• **What is expected**:
Output the entire listing without altering anything.

• **Extracted data**:

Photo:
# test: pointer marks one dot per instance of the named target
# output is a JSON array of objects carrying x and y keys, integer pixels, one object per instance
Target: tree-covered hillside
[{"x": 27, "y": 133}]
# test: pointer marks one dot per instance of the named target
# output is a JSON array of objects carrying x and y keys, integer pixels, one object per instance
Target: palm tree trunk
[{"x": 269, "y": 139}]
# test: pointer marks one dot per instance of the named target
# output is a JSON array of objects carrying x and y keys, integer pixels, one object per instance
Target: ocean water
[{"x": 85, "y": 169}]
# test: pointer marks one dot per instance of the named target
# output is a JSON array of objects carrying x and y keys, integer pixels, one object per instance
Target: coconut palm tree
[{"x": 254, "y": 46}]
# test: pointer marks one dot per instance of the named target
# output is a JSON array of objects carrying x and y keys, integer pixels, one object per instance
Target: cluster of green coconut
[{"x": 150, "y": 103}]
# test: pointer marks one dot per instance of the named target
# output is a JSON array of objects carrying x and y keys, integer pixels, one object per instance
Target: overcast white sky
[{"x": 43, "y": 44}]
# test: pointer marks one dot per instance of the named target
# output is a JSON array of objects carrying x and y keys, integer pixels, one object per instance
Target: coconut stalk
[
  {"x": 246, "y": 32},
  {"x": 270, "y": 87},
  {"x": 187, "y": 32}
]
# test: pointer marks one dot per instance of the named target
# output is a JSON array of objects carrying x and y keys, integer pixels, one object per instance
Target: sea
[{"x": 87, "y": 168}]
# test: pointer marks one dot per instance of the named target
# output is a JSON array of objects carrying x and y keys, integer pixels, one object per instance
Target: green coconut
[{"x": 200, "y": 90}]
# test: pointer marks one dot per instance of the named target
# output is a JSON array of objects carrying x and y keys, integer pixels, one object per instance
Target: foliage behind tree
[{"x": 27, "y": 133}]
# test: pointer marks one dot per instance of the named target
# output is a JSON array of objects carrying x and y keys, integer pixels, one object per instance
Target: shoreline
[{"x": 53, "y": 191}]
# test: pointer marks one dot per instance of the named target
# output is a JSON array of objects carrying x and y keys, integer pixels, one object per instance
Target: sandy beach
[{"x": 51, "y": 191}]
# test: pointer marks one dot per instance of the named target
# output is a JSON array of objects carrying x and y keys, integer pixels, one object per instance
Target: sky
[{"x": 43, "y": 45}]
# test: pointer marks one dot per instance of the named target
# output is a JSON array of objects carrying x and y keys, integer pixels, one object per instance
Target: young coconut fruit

• **Result**:
Photo:
# test: pointer marks one dot per instance of the named target
# output is a JSON array of objects carrying x and y keys, integer pixels, one object per instance
Target: tree-covered hillside
[{"x": 27, "y": 133}]
# test: pointer marks one dot per instance of the named target
# output is a JSON array of objects carrying x and y keys, integer pixels, one object per instance
Target: palm tree trunk
[{"x": 269, "y": 139}]
# test: pointer marks one dot per instance of the named target
# output is a JSON array of objects carrying x and y keys, integer pixels, one object per instance
Target: ocean water
[{"x": 85, "y": 169}]
# test: pointer marks one dot per instance of the named target
# output is a JSON array of objects carrying x and y keys, integer pixels, one object per instance
Target: coconut palm tree
[{"x": 254, "y": 46}]
# test: pointer marks one dot per instance of the named target
# output is a JSON array of objects carrying x and y keys, integer pixels, one object per instance
Target: cluster of green coconut
[{"x": 150, "y": 103}]
# test: pointer marks one dot per instance of the named target
# output is a JSON array of objects carrying x and y keys, integer pixels, one object per instance
Target: overcast white sky
[{"x": 43, "y": 44}]
# test: pointer marks one dot per instance of the named target
# output is a JSON array of objects carrying x and y keys, integer pixels, one object per instance
Target: coconut stalk
[
  {"x": 246, "y": 32},
  {"x": 270, "y": 87},
  {"x": 187, "y": 32}
]
# test: pointer marks one dot per instance of the named target
# output is a JSON array of objects carrying x and y keys, integer pixels, one object per instance
Target: sea
[{"x": 87, "y": 168}]
# test: pointer marks one dot per instance of the named target
# output is a JSON array of objects carrying x and y keys, integer pixels, one object per instance
Target: green coconut
[{"x": 200, "y": 90}]
# test: pointer marks one dot per instance of the named target
# output is a JSON array of objects carrying x and y keys, integer pixels, one object per instance
Target: foliage behind tree
[{"x": 27, "y": 133}]
# test: pointer marks one dot per instance of the named target
# output is a JSON array of objects carrying x and y keys, integer pixels, one object per instance
Target: shoreline
[{"x": 53, "y": 191}]
# test: pointer marks one dot per instance of the named target
# output is a JSON array of objects carrying x and y keys, integer pixels, one object per instance
Target: sandy beach
[{"x": 51, "y": 191}]
# test: pointer marks one dot per instance of the named target
# output is a JSON array of objects carrying x and y keys, integer pixels, one object per instance
Target: sky
[{"x": 43, "y": 45}]
# test: pointer marks one dot per instance of the named target
# output is a JSON array of objects carrying x and y keys, integer pixels, one object per instance
Target: young coconut fruit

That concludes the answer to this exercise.